▶ **Ausgewählter Auszug**
____________________

Erinnern, um das Schweigen zu brechen

Ginna Morelo, kolumbianische Journalistin, die das digitale Museumsprojekt "Entre Ríos" aufbaute. Es steht seit wenigen Tagen online. Foto: Reporter ohne Grenzen

„Entre Ríos“, zwischen Flüssen, heißt das digitale Museum von Ginna Morelo. Vor wenigen Tagen ging das innovative Projekt der kolumbianischen Journalistin online. Dank eines Stipendiums von Reporter ohne Grenzen ist es in Deutschland entstanden. Von Berlin aus recherchierte Morelo in Europa, traf Zeugen und feilte an ihrem digitalen Ort der Erinnerung. Animieren zum Dialog und zur Auseinandersetzung will sie und so das Schweigen brechen. Das lastet seit der Herrschaft der Paramilitärs auf der Gesellschaft.

Mit einem Klick auf den Botton „Explorar“ beginnt alles im Online-Museum „Entre Ríos“. Ein Tagebuch ploppt auf, wird dreidimensional und füllt sich mit einem mächtigen Gebäude, zwei Flüssen, einem Boot, ein paar Palmen, Pferden, Reihern und den Gesichtern zweier Menschen – ein bärtiger Mann mit Brille und Bart sowie eine indigene Frau. Der eine, Hochschullehrer Alberto Alzate Patinõ, ist tot, die andere, Martha Domicó, lebt. Mit ihr war Ginna Morelo im letzten Jahr im Departamento Córdoba unterwegs, um den Dokumentarfilm „Reise in die Stille“ zu drehen.

Der steht nun in der „Sala audiovisual“ vom „Museo Entre Ríos“ und bildet den Auftakt für ein ehrgeiziges Projekt. Das Schweigen brechen in einer Region, wo mehrere Jahre die Paramilitärs das Leben kontrollierten und prägten, will Ginna Morelo mit ihrem digitalen Museum und dessen vier Sälen. Hier sollen die Opfer, die Zeugen, aber auch die geständigen Täter zu Wort kommen, die historische Entwicklung nachgezeichnet und so die Grundlagen für die Erinnerungsarbeit gelegt werden. Anstiften zum Dialog, zur Auseinandersetzung will das Team um Ginna Morelo, kolumbianische Journalistin aus Montería, der Hauptstadt des Verwaltungsbezirks Córdoba. Rekonstruieren was zwischen 1996 und 2006 dort passiert ist und es soweit wie möglich visualisieren. Dabei konzentriert sich die Journalistin auf zwei Ereignisse: den Bau des Urrá I. Staudammes mitten im Naturschutz- und Siedlungsgebiet der Embera Katío und die Vertreibung der indigenen Ethnie durch Paramilitärs, die auch die Universität von Montería übernahmen. Beides hänge zusammen: „Die Embera Katío erhielten Unterstützung von Professor*innen und Dozent*innen der Universität von Montería, die die Umweltauswirkungen des Staudammprojekt Urrá I untersuchten. Diese Studien waren der Grund, weshalb Professor Alberto Alzate Patinõ ermordet wurde“, sagt Ginna Morelo.

____________________

▶ **Gespeicherte Datensätze**
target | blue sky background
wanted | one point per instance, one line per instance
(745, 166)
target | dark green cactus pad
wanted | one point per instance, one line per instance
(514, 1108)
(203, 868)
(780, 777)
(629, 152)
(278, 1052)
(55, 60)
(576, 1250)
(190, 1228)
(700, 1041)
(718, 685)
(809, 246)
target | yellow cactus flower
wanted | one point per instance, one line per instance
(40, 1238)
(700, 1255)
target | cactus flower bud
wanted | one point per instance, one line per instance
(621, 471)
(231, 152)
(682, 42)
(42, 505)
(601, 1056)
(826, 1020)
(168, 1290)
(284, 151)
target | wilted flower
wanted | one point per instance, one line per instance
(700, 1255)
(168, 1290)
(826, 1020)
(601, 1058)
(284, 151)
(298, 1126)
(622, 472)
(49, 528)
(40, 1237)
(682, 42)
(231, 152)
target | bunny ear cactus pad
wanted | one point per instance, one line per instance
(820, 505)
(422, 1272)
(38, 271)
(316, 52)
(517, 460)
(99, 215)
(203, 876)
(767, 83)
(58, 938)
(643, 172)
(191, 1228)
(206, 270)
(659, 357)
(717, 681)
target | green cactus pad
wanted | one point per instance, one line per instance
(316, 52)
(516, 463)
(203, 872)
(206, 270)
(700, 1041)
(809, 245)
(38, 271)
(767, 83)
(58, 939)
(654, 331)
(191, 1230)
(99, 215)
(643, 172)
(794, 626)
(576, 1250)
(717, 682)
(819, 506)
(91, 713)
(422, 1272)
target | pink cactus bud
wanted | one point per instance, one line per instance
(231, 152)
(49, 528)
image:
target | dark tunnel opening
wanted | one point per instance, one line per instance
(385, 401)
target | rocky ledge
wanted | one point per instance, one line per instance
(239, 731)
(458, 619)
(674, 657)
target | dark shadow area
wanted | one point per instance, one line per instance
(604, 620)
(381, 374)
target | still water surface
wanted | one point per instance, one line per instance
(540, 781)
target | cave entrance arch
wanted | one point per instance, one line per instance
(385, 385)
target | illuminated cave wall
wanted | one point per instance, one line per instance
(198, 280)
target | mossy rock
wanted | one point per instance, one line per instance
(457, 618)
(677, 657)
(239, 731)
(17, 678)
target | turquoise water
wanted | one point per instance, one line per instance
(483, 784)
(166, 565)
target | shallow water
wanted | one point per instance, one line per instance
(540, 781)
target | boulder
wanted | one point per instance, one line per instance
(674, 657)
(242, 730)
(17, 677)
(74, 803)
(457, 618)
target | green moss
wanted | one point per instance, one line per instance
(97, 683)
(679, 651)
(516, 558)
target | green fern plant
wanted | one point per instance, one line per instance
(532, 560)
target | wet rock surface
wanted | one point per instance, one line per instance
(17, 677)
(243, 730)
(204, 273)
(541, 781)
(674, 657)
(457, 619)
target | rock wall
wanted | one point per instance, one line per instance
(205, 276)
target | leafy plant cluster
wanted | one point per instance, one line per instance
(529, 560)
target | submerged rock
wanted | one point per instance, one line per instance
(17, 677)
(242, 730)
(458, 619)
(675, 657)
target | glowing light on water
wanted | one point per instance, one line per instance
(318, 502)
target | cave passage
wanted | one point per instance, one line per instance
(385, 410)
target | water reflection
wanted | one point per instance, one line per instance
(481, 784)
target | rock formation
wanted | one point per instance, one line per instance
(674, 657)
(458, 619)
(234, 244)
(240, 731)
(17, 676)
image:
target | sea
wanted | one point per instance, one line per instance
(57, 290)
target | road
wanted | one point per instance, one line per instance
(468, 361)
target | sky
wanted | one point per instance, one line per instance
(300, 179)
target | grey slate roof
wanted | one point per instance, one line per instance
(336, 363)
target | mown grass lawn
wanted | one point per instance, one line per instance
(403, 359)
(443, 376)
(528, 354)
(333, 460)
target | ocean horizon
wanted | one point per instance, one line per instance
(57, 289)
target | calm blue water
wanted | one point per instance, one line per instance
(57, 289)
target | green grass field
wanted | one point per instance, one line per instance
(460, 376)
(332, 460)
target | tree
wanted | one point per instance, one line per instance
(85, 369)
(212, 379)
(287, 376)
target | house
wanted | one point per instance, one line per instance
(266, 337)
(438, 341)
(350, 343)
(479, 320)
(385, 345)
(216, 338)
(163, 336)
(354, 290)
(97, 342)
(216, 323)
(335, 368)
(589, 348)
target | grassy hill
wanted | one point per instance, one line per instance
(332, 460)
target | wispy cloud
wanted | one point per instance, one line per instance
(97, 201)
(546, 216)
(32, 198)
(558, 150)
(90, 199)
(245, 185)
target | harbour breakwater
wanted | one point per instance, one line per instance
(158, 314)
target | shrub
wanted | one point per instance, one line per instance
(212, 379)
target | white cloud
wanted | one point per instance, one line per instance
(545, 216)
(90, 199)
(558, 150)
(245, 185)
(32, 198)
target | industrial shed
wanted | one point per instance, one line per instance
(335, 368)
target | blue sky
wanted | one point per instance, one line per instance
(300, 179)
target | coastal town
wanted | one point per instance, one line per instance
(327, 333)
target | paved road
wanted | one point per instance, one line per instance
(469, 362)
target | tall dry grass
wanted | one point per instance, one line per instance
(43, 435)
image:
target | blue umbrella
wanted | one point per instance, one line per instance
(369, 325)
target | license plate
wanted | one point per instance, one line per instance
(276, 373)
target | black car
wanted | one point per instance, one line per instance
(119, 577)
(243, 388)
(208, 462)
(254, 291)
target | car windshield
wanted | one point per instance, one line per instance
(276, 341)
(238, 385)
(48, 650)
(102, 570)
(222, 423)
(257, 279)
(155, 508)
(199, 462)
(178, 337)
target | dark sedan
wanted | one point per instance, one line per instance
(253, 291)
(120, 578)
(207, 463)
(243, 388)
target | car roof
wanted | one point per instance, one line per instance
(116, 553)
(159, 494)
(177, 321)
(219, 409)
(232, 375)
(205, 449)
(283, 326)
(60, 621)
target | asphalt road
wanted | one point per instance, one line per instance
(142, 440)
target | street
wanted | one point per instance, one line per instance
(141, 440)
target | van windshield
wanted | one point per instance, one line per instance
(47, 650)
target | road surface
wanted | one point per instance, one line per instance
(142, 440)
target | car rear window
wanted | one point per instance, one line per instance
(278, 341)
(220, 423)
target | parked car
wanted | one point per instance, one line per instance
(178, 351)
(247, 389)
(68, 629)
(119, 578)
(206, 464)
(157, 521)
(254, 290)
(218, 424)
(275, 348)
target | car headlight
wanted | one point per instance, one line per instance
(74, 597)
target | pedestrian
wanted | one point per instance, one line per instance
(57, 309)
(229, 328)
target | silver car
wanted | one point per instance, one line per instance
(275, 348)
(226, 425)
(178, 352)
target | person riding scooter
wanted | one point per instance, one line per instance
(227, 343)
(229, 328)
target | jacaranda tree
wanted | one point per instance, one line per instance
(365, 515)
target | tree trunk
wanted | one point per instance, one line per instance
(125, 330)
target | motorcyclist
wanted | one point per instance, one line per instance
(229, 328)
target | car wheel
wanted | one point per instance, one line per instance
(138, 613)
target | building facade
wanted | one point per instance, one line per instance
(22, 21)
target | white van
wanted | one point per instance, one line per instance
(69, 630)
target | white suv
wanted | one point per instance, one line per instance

____________________

Prüfen Sie, ob die folgenden Aussagen mit dem Text über das digitale Museum „Entre Ríos“ übereinstimmen, und antworten Sie jeweils mit Ja oder Nein samt den ausschlaggebenden Worten des Textes als wörtlichem Zitat: (a) Das Projekt entstand mithilfe eines Stipendiums von Reporter ohne Grenzen in Deutschland. (b) Das digitale Museum umfasst fünf Säle. (c) Martha Domicó ist nicht mehr am Leben.

▶ **Antwort zur Aufgabe**
(a) Ja: „Dank eines Stipendiums von Reporter ohne Grenzen ist es in Deutschland entstanden.“
(b) Nein: „mit ihrem digitalen Museum und dessen vier Sälen“
(c) Nein: „die andere, Martha Domicó, lebt“